## Stated problem
Copy the entries below again, renaming "Regions" to "Areas" and changing nothing else.

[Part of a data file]
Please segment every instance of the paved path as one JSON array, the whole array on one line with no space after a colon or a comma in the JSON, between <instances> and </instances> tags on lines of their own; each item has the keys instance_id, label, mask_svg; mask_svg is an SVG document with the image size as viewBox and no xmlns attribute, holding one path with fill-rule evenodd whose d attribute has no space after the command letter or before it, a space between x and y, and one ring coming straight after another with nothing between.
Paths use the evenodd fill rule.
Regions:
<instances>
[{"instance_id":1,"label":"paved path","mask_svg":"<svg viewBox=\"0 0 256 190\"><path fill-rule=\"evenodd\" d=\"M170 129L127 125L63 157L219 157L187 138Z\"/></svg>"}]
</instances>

## Problem solution
Please segment every instance of the paved path as one JSON array, the whole array on one line with no space after a colon or a comma in the JSON, between <instances> and </instances> tags on lines of their own; each item has the keys instance_id, label, mask_svg; mask_svg is an SVG document with the image size as viewBox and no xmlns attribute, holding one path with fill-rule evenodd whose d attribute has no space after the command letter or before it, a space between x and y, and one ring coming straight after another with nothing between.
Paths use the evenodd fill rule.
Areas:
<instances>
[{"instance_id":1,"label":"paved path","mask_svg":"<svg viewBox=\"0 0 256 190\"><path fill-rule=\"evenodd\" d=\"M170 129L127 125L63 157L219 157L187 138Z\"/></svg>"}]
</instances>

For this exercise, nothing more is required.